→ **Assignment**
Report back every line in the data that includes the string "green".

▬▬▬

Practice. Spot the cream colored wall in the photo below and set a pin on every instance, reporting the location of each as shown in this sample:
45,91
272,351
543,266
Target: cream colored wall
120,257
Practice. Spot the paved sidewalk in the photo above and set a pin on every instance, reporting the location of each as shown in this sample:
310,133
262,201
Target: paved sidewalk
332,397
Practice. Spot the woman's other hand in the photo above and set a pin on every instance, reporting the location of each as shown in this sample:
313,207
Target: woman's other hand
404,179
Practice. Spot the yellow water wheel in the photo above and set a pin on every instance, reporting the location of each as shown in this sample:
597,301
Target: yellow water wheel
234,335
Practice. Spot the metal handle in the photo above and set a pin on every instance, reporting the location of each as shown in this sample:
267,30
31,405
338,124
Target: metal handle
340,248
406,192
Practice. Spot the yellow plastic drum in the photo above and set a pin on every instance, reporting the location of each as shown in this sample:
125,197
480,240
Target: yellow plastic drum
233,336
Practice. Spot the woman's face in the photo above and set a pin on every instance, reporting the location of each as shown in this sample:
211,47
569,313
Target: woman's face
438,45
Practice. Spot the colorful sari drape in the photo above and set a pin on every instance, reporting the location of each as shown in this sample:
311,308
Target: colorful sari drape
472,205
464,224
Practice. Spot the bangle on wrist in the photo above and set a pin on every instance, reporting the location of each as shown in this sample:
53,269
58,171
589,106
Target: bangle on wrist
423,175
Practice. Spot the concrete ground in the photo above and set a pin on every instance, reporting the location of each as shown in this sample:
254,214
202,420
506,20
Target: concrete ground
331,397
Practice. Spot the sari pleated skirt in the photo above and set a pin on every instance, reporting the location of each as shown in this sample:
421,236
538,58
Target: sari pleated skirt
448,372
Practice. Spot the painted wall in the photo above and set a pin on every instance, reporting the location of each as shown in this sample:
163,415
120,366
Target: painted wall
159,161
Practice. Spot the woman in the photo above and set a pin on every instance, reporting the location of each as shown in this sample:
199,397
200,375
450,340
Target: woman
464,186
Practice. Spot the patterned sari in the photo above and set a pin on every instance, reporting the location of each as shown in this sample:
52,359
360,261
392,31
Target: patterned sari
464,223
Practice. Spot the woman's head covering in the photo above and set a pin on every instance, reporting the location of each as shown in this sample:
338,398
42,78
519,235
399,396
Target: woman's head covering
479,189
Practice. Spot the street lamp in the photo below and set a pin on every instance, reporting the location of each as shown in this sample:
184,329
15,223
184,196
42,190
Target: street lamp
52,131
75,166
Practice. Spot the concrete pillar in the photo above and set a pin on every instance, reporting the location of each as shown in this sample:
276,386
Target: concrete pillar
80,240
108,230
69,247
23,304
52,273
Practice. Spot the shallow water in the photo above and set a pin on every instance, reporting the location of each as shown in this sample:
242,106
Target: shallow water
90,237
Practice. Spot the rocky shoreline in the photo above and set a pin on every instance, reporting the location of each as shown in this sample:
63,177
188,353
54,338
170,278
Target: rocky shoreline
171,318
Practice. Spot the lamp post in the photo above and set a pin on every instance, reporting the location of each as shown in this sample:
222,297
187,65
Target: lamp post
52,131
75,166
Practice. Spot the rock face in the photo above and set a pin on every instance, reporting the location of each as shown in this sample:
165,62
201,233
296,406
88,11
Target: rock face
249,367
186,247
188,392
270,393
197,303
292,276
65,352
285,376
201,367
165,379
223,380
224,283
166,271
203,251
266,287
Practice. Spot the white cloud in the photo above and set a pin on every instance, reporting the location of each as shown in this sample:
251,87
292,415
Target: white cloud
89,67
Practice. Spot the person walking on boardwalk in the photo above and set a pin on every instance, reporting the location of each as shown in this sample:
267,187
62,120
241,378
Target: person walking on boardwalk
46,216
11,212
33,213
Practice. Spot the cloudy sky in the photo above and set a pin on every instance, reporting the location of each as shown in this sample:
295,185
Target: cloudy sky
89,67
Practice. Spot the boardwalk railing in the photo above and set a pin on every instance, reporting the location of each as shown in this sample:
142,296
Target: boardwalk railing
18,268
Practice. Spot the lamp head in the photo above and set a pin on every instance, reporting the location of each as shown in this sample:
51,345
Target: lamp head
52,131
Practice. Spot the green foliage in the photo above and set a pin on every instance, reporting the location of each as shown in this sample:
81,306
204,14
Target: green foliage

▬▬▬

→ **Answer to this exercise**
Practice. Spot the green foliage in the photo above and set a pin on every instance, reporting the location of each as shown in this sample:
Target: green foliage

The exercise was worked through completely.